[Source information — start]

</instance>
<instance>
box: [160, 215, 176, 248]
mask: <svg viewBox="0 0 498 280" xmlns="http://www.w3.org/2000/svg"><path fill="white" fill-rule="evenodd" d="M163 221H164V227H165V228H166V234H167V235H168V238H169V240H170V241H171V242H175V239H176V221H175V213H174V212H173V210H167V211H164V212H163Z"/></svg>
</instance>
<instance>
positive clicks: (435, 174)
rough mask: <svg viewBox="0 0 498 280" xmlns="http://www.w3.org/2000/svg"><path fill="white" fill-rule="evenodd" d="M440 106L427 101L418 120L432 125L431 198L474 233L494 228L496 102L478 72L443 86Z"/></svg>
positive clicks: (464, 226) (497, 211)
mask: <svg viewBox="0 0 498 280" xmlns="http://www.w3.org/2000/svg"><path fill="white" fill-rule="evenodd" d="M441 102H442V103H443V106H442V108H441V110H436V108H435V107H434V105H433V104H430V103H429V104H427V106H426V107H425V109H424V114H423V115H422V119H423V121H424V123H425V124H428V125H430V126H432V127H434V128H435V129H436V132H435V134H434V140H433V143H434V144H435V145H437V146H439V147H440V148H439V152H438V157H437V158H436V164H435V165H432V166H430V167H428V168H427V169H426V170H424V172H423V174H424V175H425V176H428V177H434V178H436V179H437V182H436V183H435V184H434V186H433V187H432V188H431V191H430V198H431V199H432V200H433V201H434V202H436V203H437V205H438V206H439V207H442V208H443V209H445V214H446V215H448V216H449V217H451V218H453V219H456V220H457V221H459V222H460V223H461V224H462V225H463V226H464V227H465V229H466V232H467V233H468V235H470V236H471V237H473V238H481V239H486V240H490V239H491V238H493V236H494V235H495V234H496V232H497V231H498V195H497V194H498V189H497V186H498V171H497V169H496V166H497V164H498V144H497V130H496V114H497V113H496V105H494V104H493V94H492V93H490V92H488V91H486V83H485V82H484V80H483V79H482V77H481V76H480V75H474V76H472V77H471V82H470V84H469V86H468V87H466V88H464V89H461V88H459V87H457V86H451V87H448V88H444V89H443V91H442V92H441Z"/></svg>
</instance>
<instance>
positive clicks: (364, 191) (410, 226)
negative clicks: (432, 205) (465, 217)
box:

[Source information — finish]

=== Directions for this task ===
All that is wanted is an exact copy of the lines above from the one with "positive clicks: (435, 174)" through the one with "rough mask: <svg", with both ends included.

=== Task answer ===
positive clicks: (435, 174)
rough mask: <svg viewBox="0 0 498 280" xmlns="http://www.w3.org/2000/svg"><path fill="white" fill-rule="evenodd" d="M440 106L427 101L418 120L432 125L431 198L474 233L494 228L496 102L478 72L443 86Z"/></svg>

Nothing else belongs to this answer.